#### EXERCISE DATA

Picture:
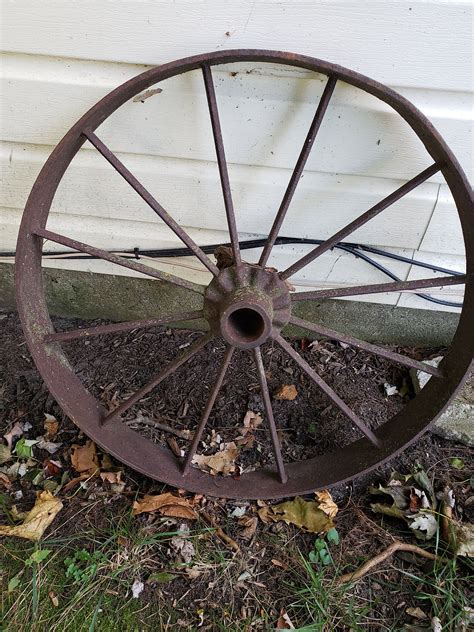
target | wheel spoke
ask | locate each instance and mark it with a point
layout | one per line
(311, 373)
(177, 362)
(269, 413)
(120, 261)
(366, 346)
(398, 286)
(361, 220)
(150, 200)
(207, 410)
(222, 163)
(87, 332)
(298, 170)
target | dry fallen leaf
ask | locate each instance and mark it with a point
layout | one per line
(5, 481)
(251, 422)
(280, 564)
(51, 426)
(5, 454)
(304, 514)
(181, 545)
(326, 503)
(84, 458)
(264, 513)
(111, 477)
(167, 504)
(417, 613)
(284, 621)
(54, 598)
(249, 524)
(75, 481)
(37, 520)
(287, 392)
(222, 462)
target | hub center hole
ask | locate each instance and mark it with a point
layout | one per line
(246, 324)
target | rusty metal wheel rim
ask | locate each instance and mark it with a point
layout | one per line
(153, 460)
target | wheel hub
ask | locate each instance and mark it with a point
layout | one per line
(247, 305)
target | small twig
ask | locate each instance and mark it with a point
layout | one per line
(228, 541)
(146, 421)
(388, 552)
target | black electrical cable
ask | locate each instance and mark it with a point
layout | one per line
(353, 248)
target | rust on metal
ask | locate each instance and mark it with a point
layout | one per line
(246, 304)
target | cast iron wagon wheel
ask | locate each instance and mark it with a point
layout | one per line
(245, 304)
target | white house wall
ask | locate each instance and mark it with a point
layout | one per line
(61, 57)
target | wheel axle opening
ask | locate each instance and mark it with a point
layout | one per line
(246, 325)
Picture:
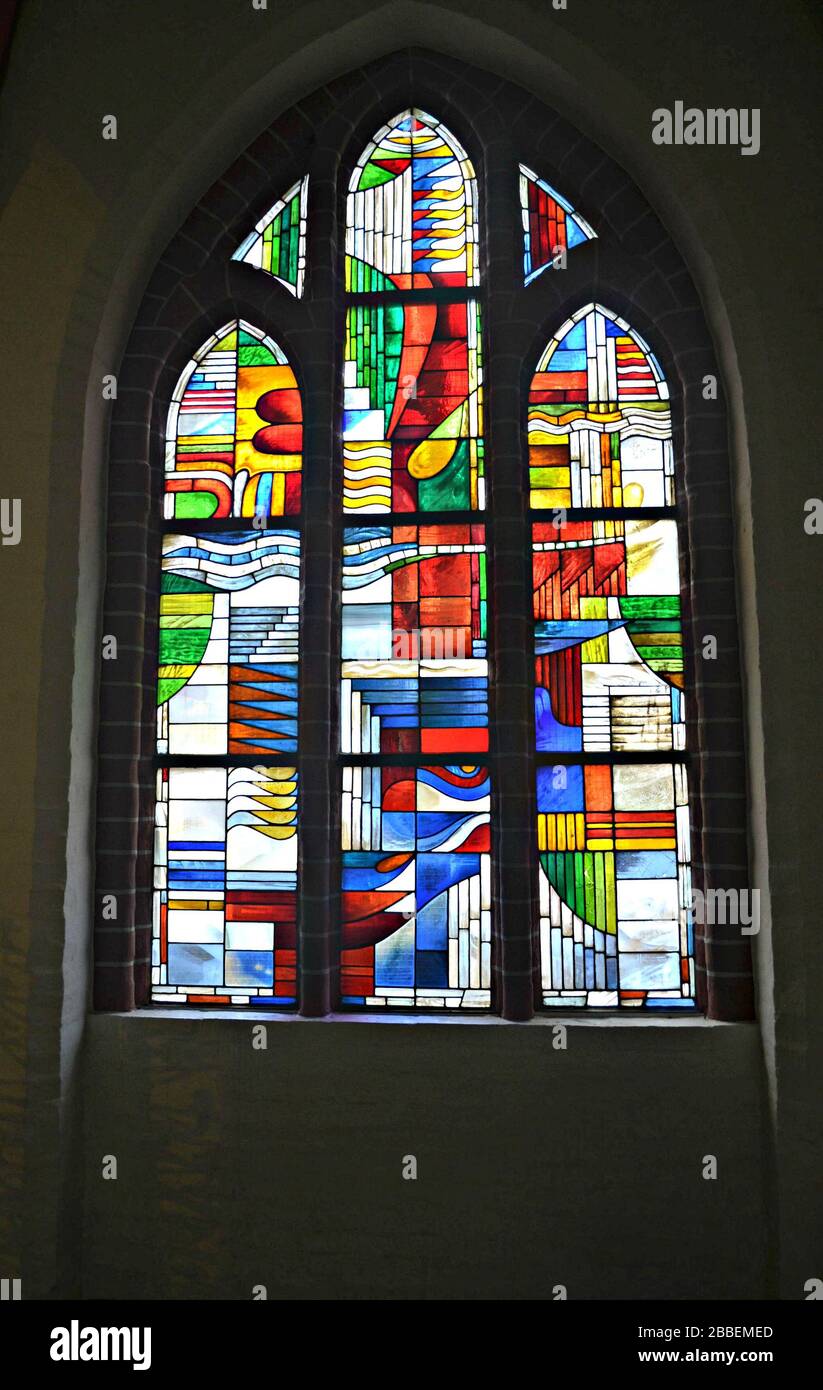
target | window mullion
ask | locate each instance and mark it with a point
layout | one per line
(510, 633)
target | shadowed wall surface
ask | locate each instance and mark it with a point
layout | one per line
(602, 1141)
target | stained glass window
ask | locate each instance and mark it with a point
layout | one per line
(278, 242)
(235, 434)
(419, 765)
(613, 830)
(413, 407)
(549, 224)
(416, 880)
(599, 426)
(225, 851)
(412, 210)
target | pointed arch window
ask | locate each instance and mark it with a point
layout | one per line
(225, 849)
(612, 795)
(406, 713)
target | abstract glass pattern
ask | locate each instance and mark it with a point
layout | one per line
(608, 637)
(599, 424)
(227, 680)
(413, 407)
(414, 676)
(235, 431)
(613, 833)
(278, 242)
(615, 886)
(225, 843)
(416, 887)
(549, 224)
(412, 210)
(225, 875)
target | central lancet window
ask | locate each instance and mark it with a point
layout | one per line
(416, 879)
(417, 923)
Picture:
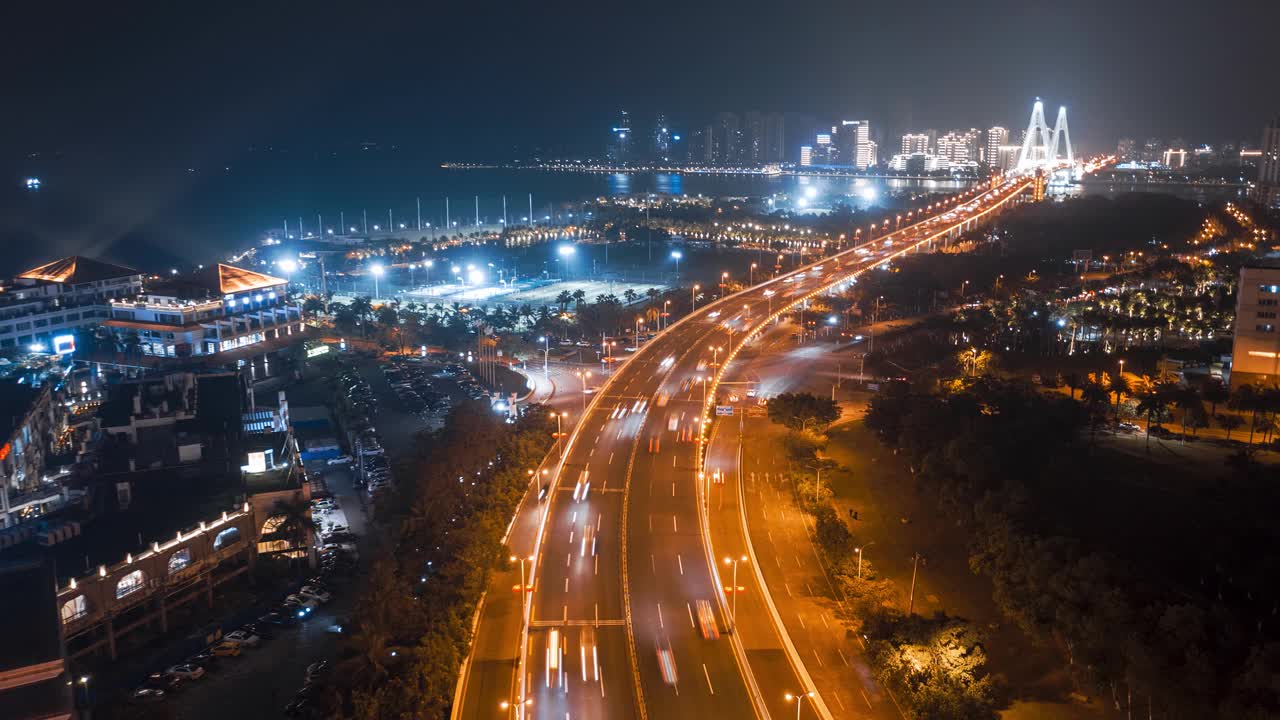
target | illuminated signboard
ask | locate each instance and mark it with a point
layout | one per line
(64, 343)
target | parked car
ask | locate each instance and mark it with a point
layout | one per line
(186, 671)
(316, 670)
(242, 638)
(311, 591)
(163, 680)
(147, 695)
(305, 602)
(224, 650)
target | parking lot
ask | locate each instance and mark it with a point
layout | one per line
(264, 677)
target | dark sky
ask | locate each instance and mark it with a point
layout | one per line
(471, 78)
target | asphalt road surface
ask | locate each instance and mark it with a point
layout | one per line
(621, 565)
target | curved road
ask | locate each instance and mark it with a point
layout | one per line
(621, 561)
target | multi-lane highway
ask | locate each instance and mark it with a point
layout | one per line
(630, 615)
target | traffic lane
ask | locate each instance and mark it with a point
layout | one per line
(708, 678)
(592, 677)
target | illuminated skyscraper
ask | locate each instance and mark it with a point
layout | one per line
(661, 139)
(996, 136)
(914, 142)
(1269, 165)
(620, 140)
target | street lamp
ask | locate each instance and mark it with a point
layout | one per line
(560, 433)
(799, 700)
(524, 583)
(734, 561)
(583, 376)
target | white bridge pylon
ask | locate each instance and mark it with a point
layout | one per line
(1045, 150)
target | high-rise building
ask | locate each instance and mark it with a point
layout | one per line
(753, 139)
(853, 141)
(959, 146)
(726, 140)
(1174, 158)
(620, 140)
(1256, 345)
(823, 153)
(1269, 165)
(1151, 150)
(915, 142)
(996, 136)
(661, 140)
(1006, 156)
(775, 132)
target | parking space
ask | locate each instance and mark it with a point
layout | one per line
(264, 673)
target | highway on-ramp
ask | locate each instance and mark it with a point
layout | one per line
(622, 577)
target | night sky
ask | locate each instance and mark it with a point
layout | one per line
(478, 78)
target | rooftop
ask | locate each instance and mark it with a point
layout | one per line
(77, 269)
(16, 400)
(225, 279)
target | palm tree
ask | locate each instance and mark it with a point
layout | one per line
(362, 309)
(1119, 386)
(1187, 399)
(293, 523)
(1153, 404)
(1215, 392)
(1096, 399)
(1247, 399)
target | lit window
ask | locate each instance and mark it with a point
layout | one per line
(74, 609)
(129, 583)
(179, 560)
(228, 537)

########

» **STATED TASK**:
Reproduce all of the material above with every occurrence of "target" replaced by "object" and everything else unchanged. Leave out the pictures.

» **EXERCISE ANSWER**:
Picture:
object | wheel spoke
ask | locate each instance and mark it with a point
layout | one per line
(311, 373)
(177, 362)
(269, 413)
(120, 261)
(366, 346)
(398, 286)
(361, 220)
(150, 200)
(207, 410)
(222, 163)
(87, 332)
(298, 170)
object | dry fallen leaf
ask | locate each instance and mark it with a point
layout | one per line
(5, 481)
(251, 422)
(280, 564)
(51, 426)
(5, 454)
(304, 514)
(181, 545)
(326, 503)
(84, 458)
(264, 513)
(111, 477)
(167, 504)
(417, 613)
(284, 621)
(54, 598)
(249, 524)
(75, 481)
(37, 520)
(287, 392)
(222, 462)
object | hub center hole
ask | locate each instance and mark it with a point
layout | one per line
(246, 324)
object | rusty metal wheel rim
ask | locate each instance and mark it with a point
layout | one per line
(153, 460)
object | wheel hub
ask | locate each instance and mark it with a point
layout | one per line
(247, 305)
object | small twig
ask | locate each instance and mark it with a point
layout | one per line
(228, 541)
(146, 421)
(388, 552)
object | black electrical cable
ask | locate each instance and mark it with a point
layout | one per line
(353, 248)
object | rust on metal
ask | locate each instance and mark it with a point
layout | one per line
(246, 304)
object | cast iron wagon wheel
ask | locate each instance and mark it with a point
layout | one per line
(245, 304)
object | white house wall
ask | locate each instance and mark it with a point
layout | one per line
(61, 57)
object | wheel axle opening
ask | locate each instance and mark it with a point
layout | one per line
(246, 325)
Picture:
object | window mullion
ask | locate each instance and mark it with a point
layout | one per line
(510, 633)
object | shadowed wall surface
ask | locate each instance and mark it with a point
layout | one per line
(602, 1141)
object | stained glass window
ask | locate each instance and mark it with a point
layout | one per line
(278, 242)
(235, 434)
(419, 765)
(613, 830)
(413, 407)
(549, 224)
(416, 880)
(599, 426)
(225, 851)
(412, 210)
object | pointed arch window
ask | locate each instance and mark it with a point
layout | one per line
(225, 849)
(612, 795)
(406, 713)
object | abstract glass pattern
ask | locate each instance and mark it with a point
layout | one per line
(608, 637)
(599, 424)
(227, 680)
(413, 407)
(414, 676)
(235, 431)
(613, 833)
(278, 242)
(615, 886)
(225, 843)
(416, 887)
(549, 224)
(412, 210)
(225, 875)
object | central lancet window
ask | locate each instance and mark it with a point
layout | one per line
(416, 879)
(417, 923)
Picture:
object | illuminated signboard
ask | locate each instance and mark it with a point
layout | one per line
(64, 343)
object | parked car
ask | locate each instance and mark it with a point
layout | one per line
(186, 671)
(316, 670)
(242, 638)
(311, 591)
(163, 680)
(147, 695)
(305, 602)
(224, 650)
object | parking lot
ask | locate each instance and mark it with a point
layout | one per line
(264, 677)
object | dark sky
ask | locate each instance and mark it with a point
layout | one per line
(471, 78)
object | asphalt road surface
ask | locate each instance and mark it with a point
layout | one per line
(621, 565)
object | curved road
ask | locate each instance and mark it with a point
layout | one per line
(621, 561)
object | multi-lane highway
ask | locate each instance and mark it with a point
layout | one per line
(630, 615)
object | traffic lane
ask | locate each instance and mark it with a point
layout | one per line
(708, 678)
(592, 677)
object | illuminated skyscraper
ask | locate each instance and mark it with a point
layout | one per line
(661, 139)
(996, 136)
(914, 142)
(1269, 165)
(620, 140)
object | street lamp
ask | locate each instance and mark it with a point
layout | one per line
(560, 433)
(799, 700)
(524, 583)
(734, 561)
(583, 376)
object | white bridge pylon
ask | locate each instance and mark it with a point
layout | one per line
(1045, 150)
object | high-rise building
ask | locate each instance and mark it with a point
layout | one per line
(753, 139)
(853, 141)
(959, 146)
(726, 140)
(1174, 158)
(620, 140)
(1256, 345)
(823, 153)
(1269, 165)
(1151, 150)
(915, 142)
(996, 136)
(661, 140)
(1006, 156)
(775, 132)
object | parking space
ask | locate each instance and mark it with a point
layout | one per line
(264, 673)
object | highway on-ramp
ask | locate each instance and mark it with a point
layout | one per line
(622, 577)
object | night sky
ask | locate each instance and mark it with a point
layout | one per line
(478, 78)
object | rooftop
ask | locate each instance and mark it with a point
layout | one per line
(77, 269)
(16, 400)
(225, 279)
object | palm tree
ask | locate each instance and mark it with a point
layout | one per line
(362, 309)
(1119, 386)
(1187, 399)
(293, 523)
(1153, 404)
(1215, 392)
(1096, 399)
(1247, 399)
object | lit window
ask | locate each instance and mark it with a point
layout | one per line
(74, 609)
(129, 583)
(179, 560)
(228, 537)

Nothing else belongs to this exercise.